* DESCRIPTION OF THE TASK: Rewrite every line of the items below as a numbered list, skipping blank lines. Leave the pictures out of your answer.

────────

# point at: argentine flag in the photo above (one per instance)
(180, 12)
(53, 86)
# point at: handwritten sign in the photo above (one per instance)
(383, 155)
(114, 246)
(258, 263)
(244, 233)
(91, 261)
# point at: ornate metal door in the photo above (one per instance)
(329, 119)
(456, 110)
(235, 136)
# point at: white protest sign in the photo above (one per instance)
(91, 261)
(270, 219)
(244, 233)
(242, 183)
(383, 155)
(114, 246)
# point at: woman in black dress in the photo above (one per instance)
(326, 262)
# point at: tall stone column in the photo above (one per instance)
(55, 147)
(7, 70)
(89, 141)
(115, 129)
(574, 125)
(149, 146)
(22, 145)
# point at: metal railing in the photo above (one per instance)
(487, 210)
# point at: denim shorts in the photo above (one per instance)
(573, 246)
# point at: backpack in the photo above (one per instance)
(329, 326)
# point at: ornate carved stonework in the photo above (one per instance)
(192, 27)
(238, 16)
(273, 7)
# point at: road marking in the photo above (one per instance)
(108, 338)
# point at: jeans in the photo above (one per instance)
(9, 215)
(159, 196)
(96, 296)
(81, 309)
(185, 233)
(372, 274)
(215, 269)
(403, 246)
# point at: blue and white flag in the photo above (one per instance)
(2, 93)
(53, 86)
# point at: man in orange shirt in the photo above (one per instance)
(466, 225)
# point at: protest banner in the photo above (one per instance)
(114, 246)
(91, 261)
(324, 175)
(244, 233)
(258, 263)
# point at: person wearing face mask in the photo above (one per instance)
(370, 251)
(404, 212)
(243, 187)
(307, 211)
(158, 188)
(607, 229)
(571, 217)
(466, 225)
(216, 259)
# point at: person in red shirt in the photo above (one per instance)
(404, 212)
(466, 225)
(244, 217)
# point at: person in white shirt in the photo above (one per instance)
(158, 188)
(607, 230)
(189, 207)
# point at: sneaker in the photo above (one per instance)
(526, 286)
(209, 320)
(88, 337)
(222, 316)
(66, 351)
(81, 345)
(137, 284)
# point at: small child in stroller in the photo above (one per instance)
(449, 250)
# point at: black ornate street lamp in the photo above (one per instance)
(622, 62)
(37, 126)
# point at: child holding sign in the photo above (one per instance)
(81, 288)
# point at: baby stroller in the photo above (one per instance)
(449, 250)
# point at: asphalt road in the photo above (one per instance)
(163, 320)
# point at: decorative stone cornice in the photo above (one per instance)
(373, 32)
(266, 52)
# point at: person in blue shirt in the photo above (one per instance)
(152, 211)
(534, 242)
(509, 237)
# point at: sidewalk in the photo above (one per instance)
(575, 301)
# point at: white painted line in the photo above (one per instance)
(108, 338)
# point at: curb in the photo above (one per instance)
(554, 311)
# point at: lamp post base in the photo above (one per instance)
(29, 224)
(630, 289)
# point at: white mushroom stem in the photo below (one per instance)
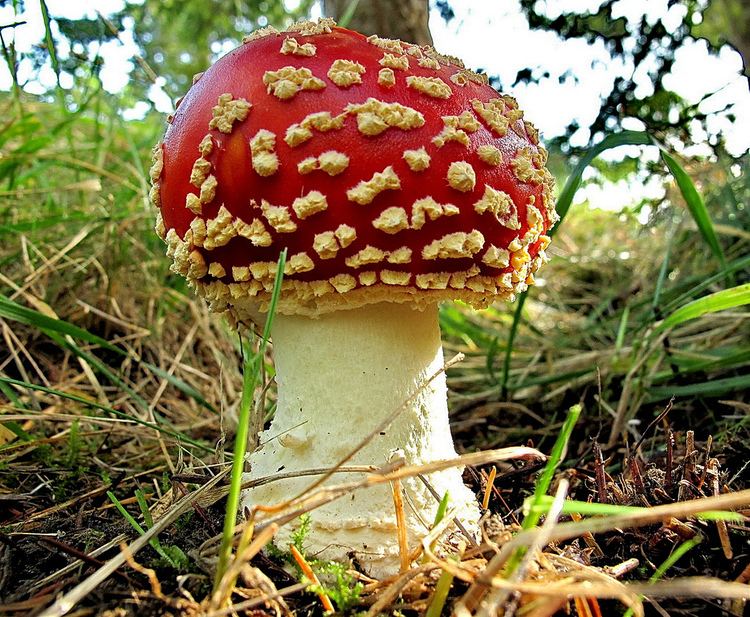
(339, 376)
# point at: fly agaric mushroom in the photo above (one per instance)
(396, 179)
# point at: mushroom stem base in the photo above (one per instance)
(339, 376)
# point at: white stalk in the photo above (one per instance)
(338, 377)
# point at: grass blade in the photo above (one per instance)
(251, 370)
(179, 437)
(16, 312)
(623, 138)
(712, 303)
(695, 204)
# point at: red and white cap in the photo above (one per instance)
(388, 171)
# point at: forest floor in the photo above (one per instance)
(119, 395)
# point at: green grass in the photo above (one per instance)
(94, 327)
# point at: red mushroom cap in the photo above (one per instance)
(388, 172)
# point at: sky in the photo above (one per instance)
(495, 37)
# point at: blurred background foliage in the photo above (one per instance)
(91, 315)
(81, 150)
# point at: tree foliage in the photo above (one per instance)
(648, 47)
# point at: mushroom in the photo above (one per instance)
(396, 179)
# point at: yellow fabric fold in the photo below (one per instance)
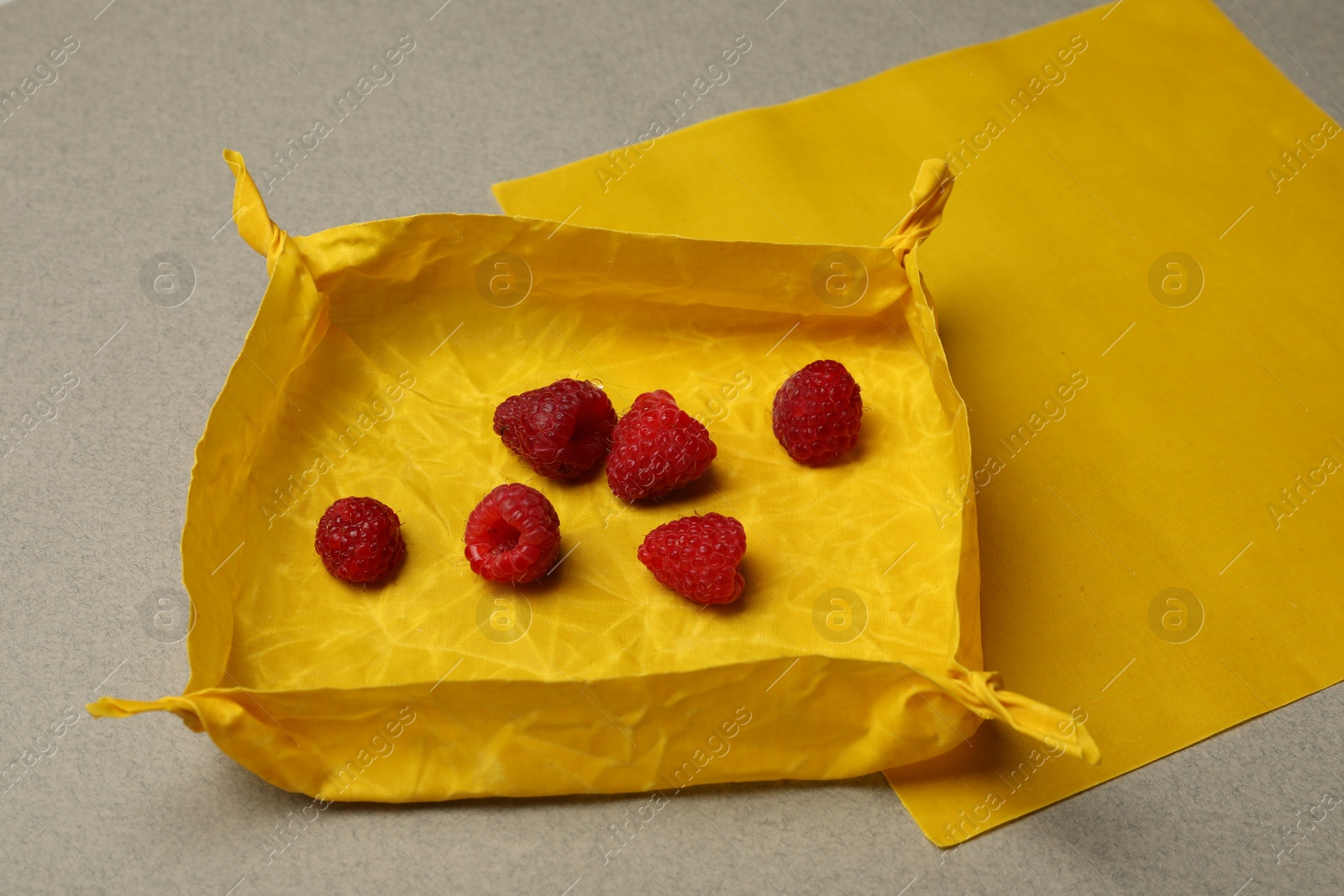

────────

* SOLUTION TO THIS PROBLEM:
1. # point at: argentine flag in the photo above (one per instance)
2. (180, 12)
3. (53, 86)
4. # point at: handwritten sign in the photo above (one per instance)
5. (383, 155)
6. (114, 246)
7. (258, 263)
8. (244, 233)
9. (91, 261)
10. # point at: ornate metal door in the photo above (one per instance)
11. (329, 119)
12. (456, 110)
13. (235, 136)
14. # point at: white protest sign in the photo above (one per instance)
15. (91, 261)
16. (270, 219)
17. (244, 233)
18. (242, 183)
19. (383, 155)
20. (114, 246)
21. # point at: woman in black dress in the photo above (one per instance)
22. (326, 262)
23. # point at: tall stone column in the photo above (one per instance)
24. (55, 147)
25. (7, 70)
26. (89, 141)
27. (115, 129)
28. (574, 125)
29. (149, 146)
30. (22, 145)
31. # point at: metal railing in the photo above (one per instance)
32. (487, 210)
33. # point at: denim shorts in the photo above (one per instance)
34. (573, 246)
35. # point at: backpack in the photo above (one per instance)
36. (329, 326)
37. # point at: ornate carved stonework in the photo above (one per instance)
38. (192, 27)
39. (238, 16)
40. (273, 7)
41. # point at: road marking in the photo above (one per instance)
42. (108, 338)
43. # point at: jeans in the photo above (one per instance)
44. (9, 215)
45. (159, 196)
46. (96, 296)
47. (81, 309)
48. (185, 233)
49. (372, 274)
50. (215, 269)
51. (403, 246)
52. # point at: blue and white flag in the photo above (one per instance)
53. (2, 93)
54. (53, 86)
55. # point at: man in orange shirt in the photo above (one per instance)
56. (466, 225)
57. # point at: protest banner in the photo above (one per instance)
58. (114, 246)
59. (91, 261)
60. (324, 175)
61. (244, 233)
62. (258, 263)
63. # point at: person wearing face mask in the photo above (one per instance)
64. (370, 251)
65. (404, 212)
66. (243, 187)
67. (307, 211)
68. (158, 188)
69. (607, 229)
70. (571, 217)
71. (466, 225)
72. (216, 259)
73. # point at: person in red shirt in the photo above (one per instance)
74. (404, 212)
75. (466, 225)
76. (244, 217)
77. # point at: person in white shirt in the photo above (one per instance)
78. (158, 188)
79. (607, 230)
80. (189, 207)
81. # point at: sneaker in the photo above (one per instance)
82. (526, 286)
83. (209, 320)
84. (88, 337)
85. (222, 316)
86. (66, 351)
87. (81, 345)
88. (137, 284)
89. # point at: small child in stroller in the photo above (one per instance)
90. (449, 250)
91. # point at: black ornate street lamp in the photo above (one per instance)
92. (622, 62)
93. (37, 126)
94. # point at: child holding sign in the photo above (one per instance)
95. (81, 288)
96. # point at: baby stroller in the photo above (one per instance)
97. (449, 250)
98. # point at: asphalt road in the photo above (one per instance)
99. (163, 320)
100. # point at: decorative stone cornice in the photo above (one per instance)
101. (373, 32)
102. (266, 52)
103. # point at: person in blue shirt in the photo above (one per instance)
104. (152, 211)
105. (534, 242)
106. (509, 237)
107. # point at: sidewalk in the photo above (one per instance)
108. (575, 301)
109. # point at: white painted line in the photo above (one per instance)
110. (108, 338)
111. # point at: curb in the photo above (one per instance)
112. (554, 311)
113. # point at: lamp post base in the photo above (one per instance)
114. (29, 224)
115. (630, 289)
116. # point at: white mushroom stem in the photo below (one per instance)
117. (339, 376)
118. # point at: fly agaric mushroom in the photo above (one per instance)
119. (396, 179)
120. # point at: mushroom stem base in the photo above (one per instance)
121. (339, 376)
122. # point at: white stalk in the photo above (one per instance)
123. (338, 377)
124. # point at: grass blade in the photo above (one per instance)
125. (251, 370)
126. (179, 437)
127. (16, 312)
128. (623, 138)
129. (712, 303)
130. (695, 204)
131. # point at: red and white cap in the photo above (one per instance)
132. (388, 171)
133. # point at: forest floor in the photo above (one per instance)
134. (119, 395)
135. # point at: green grass in the photo above (one per instance)
136. (94, 327)
137. # point at: red mushroom cap in the photo above (one per instance)
138. (388, 172)
139. # point at: sky in the photo above (one per instance)
140. (495, 37)
141. # point at: blurred background foliage in the photo above (one per instance)
142. (91, 315)
143. (81, 150)
144. # point at: tree foliage in the photo above (one per instance)
145. (648, 47)
146. # point at: mushroom in the photo above (one per instance)
147. (396, 179)
148. # point at: yellow fabric fold in the photo below (one per instance)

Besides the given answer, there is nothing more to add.